**DÉFI 1**.
Recopiez le passage de l'extrait sur Le Marquis de Villemer en commençant par « Ce sont les » et en poursuivant jusqu'à « monde (littéraire) d'hommes. », en substituant « stéréotypes » à « caricatures ».
**DÉFI 2**.
Reprenez le texte de présentation de la pièce Le Marquis de Villemer et prolongez-le à partir de sa dernière phrase.

**EXTRAIT FOURNI**.
La pièce
le Marquis de Villemer, comédie en quatre actes, est écrite en 1864, soit dans la dernière période de la vie de
George Sand. Si on en croit sa biographie, c'est une période prolifique, mais beaucoup d'oeuvres vont voir le jour pour des raisons principalement financières. Il n'empêche que la plume reste celle de
George Sand, donc de qualité.
Le pitch en 2 mots...
La Marquise de Villemer a deux fils, de pères différents. Un est Marquis, l'autre est Duc. Ils sont à marier tous les deux. Ils ne sont d'ailleurs pas loin d'être atteints par la limite d'âge. le Duc va sur ses 40 ans, le Marquis est plus jeune d'une dizaine d'années. le Duc est un noceur fini, à la réputation désastreuse, perclus de dettes. le Marquis est un futur éternel jeune homme, procédurier, cérébral, émotif et peu à l'aise en société. Je schématise, mais je ne suis pas loin du portrait que
George Sand en fait.
Ce sont les deux seuls personnages masculins de la pièce, si on excepte les domestiques, fort effacés, et le Comte de Dunières dont le rôle ne se borne qu'à présenter sa pupille. Ces deux hommes sont des caricatures, certes, mais on a toute la verve de
George Sand, empreinte de féminisme. Les hommes à marier ne sont guère reluisants... On rappellera que
George Sand a souvent dû batailler ferme pour se faire une place dans un monde (littéraire) d'hommes.

[Entrées enregistrées]
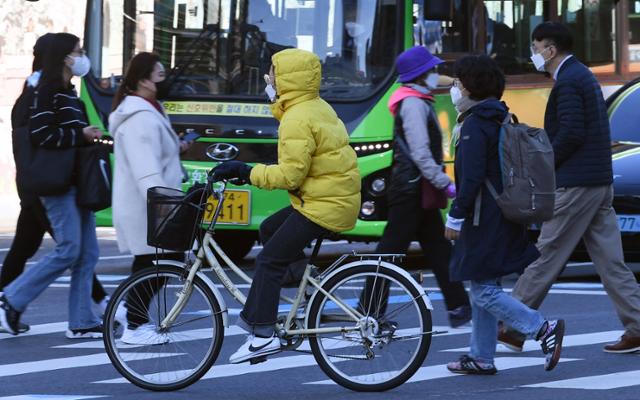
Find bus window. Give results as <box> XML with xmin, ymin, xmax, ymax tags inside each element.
<box><xmin>101</xmin><ymin>0</ymin><xmax>124</xmax><ymax>77</ymax></box>
<box><xmin>422</xmin><ymin>0</ymin><xmax>548</xmax><ymax>75</ymax></box>
<box><xmin>419</xmin><ymin>0</ymin><xmax>616</xmax><ymax>75</ymax></box>
<box><xmin>558</xmin><ymin>0</ymin><xmax>615</xmax><ymax>74</ymax></box>
<box><xmin>629</xmin><ymin>0</ymin><xmax>640</xmax><ymax>75</ymax></box>
<box><xmin>91</xmin><ymin>0</ymin><xmax>401</xmax><ymax>101</ymax></box>
<box><xmin>94</xmin><ymin>0</ymin><xmax>154</xmax><ymax>78</ymax></box>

**RÉSULTAT FINAL 1**.
Ce sont les deux seuls personnages masculins de la pièce, si on excepte les domestiques, fort effacés, et le Comte de Dunières dont le rôle ne se borne qu'à présenter sa pupille. Ces deux hommes sont des stéréotypes, certes, mais on a toute la verve de
George Sand, empreinte de féminisme. Les hommes à marier ne sont guère reluisants... On rappellera que
George Sand a souvent dû batailler ferme pour se faire une place dans un monde (littéraire) d'hommes.

**RÉSULTAT FINAL 2**.
Les personnages féminins sont mieux servis.
La Marquise est une femme brillante, forte, érudite, le coeur sur la main. Elle engage Caroline de Saint-Geneix comme lectrice et dame de compagnie. Elle a des principes, de la culture, du savoir-vivre, de la bienséance. Et le Comte de Dunières vient présenter sa pupille: Diane de Saintrailles. Elle a un grand coeur, elle est franche et sincère. Les deux colombes ont la vingtaine. Elles sont fraîches et pures, belles et émouvantes dans leurs principes. Elles connaissent peu le monde, mais n'envisagent pas de s'adapter à celui-ci. Elles seraient plutôt dans l'attente que le monde s'adapte à elles.
Ce qui devait arriver... arrive. Diane et Caroline vont tomber amoureuses des fils de
la Marquise. Je ne dévoile rien. On est dans une comédie de moeurs, mais on ne consomme quand même pas avant le mariage. Je pense (interprétation toute personnelle) que le féminisme militant de
George Sand s'exprime encore quand elle marie des jeunes filles à des hommes bien plus âgés qu'elles. Et dans un premier temps, on les apparie au mauvais fils... sans leur demander leur avis. Signe des temps, où l'amour comptait finalement moins que la fortune ou le titre de noblesse.
D'ailleurs, un des fils le signale à
la Marquise. Elle-même a dû se faire accepter quand elle a choisi de se remarier (au passage elle acquiert le titre de Marquise, quittant celui de Duchesse, ce qui explique la différence de titre de ses fils).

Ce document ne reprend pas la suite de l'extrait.